=== Aim of the task ===
Count how many lines in the entries below contain the string "shirt", with case counting. Reply with only that number.

=== Input rows ===
------------
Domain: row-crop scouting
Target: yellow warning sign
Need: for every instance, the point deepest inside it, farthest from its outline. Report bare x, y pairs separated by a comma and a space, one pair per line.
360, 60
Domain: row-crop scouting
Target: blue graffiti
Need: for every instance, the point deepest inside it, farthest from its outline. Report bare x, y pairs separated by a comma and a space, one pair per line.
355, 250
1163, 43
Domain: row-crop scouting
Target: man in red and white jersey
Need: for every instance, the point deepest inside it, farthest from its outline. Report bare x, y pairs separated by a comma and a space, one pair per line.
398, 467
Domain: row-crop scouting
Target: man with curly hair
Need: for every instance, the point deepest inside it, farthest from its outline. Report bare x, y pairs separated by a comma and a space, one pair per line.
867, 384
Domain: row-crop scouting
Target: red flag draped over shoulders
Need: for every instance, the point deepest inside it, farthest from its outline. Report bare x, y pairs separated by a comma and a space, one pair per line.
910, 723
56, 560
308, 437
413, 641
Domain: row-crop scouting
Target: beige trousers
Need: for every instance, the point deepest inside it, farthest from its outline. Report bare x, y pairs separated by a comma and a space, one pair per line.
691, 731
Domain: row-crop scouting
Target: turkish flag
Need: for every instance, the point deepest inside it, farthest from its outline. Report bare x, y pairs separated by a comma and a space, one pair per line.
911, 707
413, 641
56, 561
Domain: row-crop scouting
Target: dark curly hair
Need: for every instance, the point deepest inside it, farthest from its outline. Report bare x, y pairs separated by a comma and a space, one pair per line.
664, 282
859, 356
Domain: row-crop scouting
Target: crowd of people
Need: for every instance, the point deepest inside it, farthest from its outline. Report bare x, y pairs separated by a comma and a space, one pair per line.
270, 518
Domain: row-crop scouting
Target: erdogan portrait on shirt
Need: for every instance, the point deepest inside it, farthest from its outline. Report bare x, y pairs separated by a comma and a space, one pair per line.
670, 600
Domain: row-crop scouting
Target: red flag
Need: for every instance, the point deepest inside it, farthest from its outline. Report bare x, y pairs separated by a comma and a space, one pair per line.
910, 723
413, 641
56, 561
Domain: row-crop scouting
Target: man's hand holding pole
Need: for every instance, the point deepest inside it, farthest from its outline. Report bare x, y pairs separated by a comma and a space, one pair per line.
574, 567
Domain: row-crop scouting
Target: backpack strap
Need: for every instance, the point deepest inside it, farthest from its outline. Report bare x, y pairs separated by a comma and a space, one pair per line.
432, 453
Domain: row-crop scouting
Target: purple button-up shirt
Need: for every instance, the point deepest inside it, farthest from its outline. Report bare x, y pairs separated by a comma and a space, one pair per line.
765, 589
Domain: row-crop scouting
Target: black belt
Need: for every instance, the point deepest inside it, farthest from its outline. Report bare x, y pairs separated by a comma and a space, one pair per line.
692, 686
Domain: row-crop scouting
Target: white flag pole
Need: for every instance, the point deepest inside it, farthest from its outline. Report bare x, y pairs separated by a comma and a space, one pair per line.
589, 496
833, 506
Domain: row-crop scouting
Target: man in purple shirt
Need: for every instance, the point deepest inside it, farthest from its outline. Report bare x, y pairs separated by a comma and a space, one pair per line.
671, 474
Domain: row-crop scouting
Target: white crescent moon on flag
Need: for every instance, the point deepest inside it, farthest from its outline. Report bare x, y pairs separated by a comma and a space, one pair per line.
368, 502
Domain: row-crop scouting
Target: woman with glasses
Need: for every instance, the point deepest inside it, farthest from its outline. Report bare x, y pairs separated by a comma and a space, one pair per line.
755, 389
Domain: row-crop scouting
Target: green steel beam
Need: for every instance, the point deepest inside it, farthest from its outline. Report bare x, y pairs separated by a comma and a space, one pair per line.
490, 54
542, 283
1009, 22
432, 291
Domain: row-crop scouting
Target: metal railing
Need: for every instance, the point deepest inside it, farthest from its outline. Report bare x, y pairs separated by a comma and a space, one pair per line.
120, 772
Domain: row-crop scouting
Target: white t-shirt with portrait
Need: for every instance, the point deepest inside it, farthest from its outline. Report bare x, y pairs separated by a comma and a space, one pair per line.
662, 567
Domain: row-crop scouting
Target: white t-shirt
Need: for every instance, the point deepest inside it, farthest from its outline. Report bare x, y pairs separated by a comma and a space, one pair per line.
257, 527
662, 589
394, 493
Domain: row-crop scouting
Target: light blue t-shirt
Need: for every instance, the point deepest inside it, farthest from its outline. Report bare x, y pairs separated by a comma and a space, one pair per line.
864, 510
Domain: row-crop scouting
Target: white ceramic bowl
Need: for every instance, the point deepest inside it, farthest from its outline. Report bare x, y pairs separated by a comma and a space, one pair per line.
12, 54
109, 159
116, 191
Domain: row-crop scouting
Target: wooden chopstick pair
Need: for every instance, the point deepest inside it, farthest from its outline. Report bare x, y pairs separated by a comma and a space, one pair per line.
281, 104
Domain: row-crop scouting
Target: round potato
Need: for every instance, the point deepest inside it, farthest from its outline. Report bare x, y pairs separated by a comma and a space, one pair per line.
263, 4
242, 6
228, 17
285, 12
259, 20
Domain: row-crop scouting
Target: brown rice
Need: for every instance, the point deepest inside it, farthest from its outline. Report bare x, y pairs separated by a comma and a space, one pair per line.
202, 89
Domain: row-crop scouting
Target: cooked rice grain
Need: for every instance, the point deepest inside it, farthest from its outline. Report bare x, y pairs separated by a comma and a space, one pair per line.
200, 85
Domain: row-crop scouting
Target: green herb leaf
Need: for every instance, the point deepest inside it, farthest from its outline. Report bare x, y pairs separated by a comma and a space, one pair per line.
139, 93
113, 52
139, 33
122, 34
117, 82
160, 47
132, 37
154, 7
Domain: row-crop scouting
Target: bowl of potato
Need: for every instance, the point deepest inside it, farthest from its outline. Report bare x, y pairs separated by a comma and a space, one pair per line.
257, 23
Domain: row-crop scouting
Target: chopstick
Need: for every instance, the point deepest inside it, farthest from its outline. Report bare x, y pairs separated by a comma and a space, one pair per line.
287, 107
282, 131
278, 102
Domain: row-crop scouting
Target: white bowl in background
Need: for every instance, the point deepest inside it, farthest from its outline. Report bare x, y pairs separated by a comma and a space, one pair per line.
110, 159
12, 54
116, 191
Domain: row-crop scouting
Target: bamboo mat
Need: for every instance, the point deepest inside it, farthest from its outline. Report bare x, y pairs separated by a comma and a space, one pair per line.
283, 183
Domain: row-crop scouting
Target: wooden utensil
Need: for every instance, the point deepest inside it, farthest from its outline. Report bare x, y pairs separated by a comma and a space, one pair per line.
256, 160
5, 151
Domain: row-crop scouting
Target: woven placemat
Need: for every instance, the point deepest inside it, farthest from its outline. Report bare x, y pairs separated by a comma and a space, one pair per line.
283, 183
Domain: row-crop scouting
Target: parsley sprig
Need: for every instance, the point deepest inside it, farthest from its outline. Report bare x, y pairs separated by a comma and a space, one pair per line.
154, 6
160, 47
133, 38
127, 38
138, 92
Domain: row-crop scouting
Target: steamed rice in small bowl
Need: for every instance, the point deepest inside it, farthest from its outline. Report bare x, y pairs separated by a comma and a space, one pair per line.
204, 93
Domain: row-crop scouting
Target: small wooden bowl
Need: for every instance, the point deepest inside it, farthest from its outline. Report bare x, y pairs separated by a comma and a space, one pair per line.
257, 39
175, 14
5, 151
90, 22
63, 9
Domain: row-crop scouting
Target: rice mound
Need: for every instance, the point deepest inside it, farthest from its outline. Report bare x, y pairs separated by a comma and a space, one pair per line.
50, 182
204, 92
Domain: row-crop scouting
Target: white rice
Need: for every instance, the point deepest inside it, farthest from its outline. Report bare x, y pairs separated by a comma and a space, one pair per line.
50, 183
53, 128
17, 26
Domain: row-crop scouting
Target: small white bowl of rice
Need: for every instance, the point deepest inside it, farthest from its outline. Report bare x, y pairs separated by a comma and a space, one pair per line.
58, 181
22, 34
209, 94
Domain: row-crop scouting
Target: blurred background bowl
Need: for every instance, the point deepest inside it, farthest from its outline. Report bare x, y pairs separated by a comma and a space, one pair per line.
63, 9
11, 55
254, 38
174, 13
------------
=== Exercise solution ===
6